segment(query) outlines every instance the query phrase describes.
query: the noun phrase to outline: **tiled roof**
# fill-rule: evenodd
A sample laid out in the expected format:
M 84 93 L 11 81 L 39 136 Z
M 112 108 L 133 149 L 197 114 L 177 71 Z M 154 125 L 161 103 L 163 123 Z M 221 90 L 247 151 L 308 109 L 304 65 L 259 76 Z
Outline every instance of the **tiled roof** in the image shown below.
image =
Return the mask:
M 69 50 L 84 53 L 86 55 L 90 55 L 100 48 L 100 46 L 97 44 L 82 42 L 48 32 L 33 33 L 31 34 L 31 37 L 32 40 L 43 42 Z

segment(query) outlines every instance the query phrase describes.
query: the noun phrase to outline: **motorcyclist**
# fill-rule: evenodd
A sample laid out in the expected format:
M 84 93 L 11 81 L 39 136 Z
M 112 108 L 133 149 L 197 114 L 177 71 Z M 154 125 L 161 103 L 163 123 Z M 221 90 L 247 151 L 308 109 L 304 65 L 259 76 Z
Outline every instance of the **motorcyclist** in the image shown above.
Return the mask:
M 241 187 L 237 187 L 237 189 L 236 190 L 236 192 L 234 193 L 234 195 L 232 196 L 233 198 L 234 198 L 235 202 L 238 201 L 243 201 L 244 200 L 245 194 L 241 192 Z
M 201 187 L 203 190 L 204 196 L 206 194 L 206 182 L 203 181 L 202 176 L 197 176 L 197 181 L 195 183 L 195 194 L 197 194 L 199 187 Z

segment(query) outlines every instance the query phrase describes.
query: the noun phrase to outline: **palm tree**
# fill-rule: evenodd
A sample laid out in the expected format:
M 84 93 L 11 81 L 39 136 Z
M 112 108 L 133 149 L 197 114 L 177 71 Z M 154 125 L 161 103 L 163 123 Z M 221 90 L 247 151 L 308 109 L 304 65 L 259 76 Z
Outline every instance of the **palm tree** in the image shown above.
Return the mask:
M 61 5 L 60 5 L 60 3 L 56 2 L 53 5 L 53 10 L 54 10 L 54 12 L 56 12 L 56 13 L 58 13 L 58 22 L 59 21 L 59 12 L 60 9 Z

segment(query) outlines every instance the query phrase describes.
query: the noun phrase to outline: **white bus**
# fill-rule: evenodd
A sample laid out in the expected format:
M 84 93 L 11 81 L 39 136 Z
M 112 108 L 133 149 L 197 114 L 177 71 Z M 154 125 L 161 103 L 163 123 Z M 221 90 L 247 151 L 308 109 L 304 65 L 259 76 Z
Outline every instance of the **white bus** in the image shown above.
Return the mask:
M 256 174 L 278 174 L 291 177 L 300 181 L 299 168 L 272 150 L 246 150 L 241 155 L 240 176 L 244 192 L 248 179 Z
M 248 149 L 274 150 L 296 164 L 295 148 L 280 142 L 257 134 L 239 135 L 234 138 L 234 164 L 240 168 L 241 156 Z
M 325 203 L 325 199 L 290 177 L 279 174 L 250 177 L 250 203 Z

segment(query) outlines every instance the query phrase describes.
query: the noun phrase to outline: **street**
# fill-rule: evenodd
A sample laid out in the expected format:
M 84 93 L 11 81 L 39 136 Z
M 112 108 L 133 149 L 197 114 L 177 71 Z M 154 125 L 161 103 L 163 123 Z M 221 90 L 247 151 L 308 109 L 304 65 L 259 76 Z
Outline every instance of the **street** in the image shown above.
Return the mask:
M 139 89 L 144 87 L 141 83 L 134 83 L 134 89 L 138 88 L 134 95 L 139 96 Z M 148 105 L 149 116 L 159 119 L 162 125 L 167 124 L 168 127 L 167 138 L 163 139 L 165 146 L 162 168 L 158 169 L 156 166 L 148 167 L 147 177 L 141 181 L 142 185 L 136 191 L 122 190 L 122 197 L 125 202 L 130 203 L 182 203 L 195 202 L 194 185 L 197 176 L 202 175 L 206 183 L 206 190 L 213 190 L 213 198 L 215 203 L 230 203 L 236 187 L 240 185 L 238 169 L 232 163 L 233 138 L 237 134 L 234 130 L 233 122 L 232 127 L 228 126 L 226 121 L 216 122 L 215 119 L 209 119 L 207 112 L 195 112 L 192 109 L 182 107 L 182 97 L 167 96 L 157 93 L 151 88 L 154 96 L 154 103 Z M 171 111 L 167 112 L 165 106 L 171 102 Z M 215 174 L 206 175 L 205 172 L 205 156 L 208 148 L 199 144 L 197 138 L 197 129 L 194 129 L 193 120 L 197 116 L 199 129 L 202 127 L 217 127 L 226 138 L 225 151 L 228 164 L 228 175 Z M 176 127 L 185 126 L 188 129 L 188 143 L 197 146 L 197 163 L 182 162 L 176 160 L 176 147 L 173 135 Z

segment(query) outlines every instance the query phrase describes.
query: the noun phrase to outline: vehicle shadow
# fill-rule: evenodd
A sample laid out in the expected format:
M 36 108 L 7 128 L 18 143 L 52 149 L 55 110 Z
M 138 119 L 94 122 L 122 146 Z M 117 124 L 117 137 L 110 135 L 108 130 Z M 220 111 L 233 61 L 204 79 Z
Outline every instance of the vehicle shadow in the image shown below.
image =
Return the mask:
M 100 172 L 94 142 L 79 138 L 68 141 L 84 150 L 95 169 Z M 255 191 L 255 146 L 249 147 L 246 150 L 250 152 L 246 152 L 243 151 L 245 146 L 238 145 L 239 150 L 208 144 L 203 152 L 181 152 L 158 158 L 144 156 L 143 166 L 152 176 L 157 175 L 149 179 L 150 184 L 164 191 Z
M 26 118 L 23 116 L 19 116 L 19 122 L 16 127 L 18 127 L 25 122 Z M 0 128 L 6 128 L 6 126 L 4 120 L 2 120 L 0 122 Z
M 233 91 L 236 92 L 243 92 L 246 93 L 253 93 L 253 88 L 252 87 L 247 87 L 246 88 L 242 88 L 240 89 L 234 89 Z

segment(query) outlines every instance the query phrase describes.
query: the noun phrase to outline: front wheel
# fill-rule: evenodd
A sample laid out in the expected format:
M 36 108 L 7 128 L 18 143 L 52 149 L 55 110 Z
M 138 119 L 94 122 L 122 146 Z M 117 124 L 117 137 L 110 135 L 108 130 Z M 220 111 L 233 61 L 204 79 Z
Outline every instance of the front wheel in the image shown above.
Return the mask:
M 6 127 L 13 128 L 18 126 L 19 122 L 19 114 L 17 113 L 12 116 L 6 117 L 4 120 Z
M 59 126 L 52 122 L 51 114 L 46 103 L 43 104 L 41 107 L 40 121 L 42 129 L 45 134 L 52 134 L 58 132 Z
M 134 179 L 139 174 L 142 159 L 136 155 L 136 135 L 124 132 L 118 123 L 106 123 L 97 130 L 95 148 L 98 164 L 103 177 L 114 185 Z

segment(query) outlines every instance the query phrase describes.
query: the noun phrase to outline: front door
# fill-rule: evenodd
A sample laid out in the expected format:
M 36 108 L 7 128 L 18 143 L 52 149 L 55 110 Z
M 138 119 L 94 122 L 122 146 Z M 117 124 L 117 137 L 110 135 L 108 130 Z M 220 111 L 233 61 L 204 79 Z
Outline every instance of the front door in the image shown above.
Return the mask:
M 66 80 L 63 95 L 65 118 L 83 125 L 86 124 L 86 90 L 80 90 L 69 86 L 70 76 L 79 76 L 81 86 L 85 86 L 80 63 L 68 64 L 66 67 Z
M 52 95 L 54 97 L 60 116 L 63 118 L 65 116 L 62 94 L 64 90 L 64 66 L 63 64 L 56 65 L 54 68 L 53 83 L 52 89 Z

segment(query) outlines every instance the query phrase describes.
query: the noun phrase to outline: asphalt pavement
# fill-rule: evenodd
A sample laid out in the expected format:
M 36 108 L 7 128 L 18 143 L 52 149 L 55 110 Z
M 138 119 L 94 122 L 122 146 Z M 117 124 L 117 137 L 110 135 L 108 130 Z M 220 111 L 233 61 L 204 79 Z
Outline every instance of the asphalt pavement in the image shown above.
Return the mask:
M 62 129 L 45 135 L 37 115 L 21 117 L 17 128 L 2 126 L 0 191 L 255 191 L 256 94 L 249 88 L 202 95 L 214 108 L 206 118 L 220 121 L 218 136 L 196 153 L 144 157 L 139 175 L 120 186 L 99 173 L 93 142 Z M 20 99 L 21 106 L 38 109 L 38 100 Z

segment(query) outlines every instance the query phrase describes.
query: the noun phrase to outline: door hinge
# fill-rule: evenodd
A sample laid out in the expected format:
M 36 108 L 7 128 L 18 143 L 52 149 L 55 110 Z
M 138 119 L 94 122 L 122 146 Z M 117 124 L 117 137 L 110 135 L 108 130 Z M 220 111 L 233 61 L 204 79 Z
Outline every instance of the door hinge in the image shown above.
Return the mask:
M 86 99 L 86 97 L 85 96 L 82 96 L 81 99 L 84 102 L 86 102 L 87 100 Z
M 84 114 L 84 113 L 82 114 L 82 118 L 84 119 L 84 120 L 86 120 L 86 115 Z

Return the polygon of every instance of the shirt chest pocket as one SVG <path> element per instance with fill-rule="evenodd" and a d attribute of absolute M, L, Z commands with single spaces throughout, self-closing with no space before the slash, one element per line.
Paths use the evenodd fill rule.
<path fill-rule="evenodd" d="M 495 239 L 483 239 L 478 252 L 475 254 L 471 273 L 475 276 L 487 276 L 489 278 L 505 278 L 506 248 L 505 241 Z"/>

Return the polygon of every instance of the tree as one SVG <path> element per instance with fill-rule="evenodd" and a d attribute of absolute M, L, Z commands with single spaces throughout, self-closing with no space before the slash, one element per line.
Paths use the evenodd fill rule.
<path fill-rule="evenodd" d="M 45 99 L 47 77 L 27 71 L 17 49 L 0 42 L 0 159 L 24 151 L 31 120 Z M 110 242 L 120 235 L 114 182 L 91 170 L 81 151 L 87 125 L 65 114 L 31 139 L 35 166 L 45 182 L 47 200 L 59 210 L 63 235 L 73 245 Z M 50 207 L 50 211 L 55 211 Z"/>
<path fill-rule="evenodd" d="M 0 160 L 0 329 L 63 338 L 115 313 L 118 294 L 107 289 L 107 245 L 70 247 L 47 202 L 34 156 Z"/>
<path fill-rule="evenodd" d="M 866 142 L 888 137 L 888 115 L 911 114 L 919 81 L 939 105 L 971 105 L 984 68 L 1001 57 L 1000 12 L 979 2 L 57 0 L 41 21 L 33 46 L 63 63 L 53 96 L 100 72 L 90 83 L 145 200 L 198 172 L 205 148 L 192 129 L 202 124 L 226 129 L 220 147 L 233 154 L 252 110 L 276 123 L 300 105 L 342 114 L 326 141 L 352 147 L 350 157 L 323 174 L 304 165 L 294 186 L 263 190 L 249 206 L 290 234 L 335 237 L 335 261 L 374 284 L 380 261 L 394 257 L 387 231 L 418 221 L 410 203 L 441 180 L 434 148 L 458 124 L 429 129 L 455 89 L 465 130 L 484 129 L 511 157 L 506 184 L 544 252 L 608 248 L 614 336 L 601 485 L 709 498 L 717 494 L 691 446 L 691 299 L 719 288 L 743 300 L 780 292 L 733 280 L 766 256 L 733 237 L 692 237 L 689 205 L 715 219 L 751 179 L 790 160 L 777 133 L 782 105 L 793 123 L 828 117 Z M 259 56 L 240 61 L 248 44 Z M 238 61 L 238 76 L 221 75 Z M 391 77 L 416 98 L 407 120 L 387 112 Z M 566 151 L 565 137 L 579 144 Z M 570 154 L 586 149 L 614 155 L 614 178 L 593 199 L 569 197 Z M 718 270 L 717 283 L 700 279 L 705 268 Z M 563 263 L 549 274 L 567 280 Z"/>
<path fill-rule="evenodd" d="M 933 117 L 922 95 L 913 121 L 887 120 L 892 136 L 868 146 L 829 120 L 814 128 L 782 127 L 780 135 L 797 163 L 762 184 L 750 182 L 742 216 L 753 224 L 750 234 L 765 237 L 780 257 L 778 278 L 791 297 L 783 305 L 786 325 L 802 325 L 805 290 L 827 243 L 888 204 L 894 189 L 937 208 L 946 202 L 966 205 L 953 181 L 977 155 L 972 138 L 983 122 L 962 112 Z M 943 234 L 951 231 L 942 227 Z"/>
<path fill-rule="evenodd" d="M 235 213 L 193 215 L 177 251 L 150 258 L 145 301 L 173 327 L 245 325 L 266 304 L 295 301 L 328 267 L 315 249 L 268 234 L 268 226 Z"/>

# # # # # # #

Render each line from the beginning of the rows through the line containing "M 69 50 L 84", that line included, as a Markdown table with the columns Line No. and Line Text, and leave out blank lines.

| Line No. | Line Text |
|---|---|
| 1 | segment(query) outlines every instance the query phrase describes. |
| 2 | query: the noun phrase to outline: **tiled roof** |
| 3 | # fill-rule: evenodd |
| 4 | A sample laid out in the expected format: |
| 5 | M 84 93 L 11 81 L 39 136 Z |
| 6 | M 112 108 L 133 149 L 197 114 L 177 71 Z M 154 125 L 161 103 L 163 123 Z M 221 90 L 247 151 L 308 109 L 304 65 L 259 76 Z |
| 7 | Outline every instance of the **tiled roof** in the image shown below. |
| 8 | image = |
| 9 | Return the mask: |
| 10 | M 69 50 L 84 53 L 86 55 L 90 55 L 100 48 L 100 46 L 97 44 L 82 42 L 48 32 L 33 33 L 31 34 L 31 37 L 32 40 L 43 42 Z |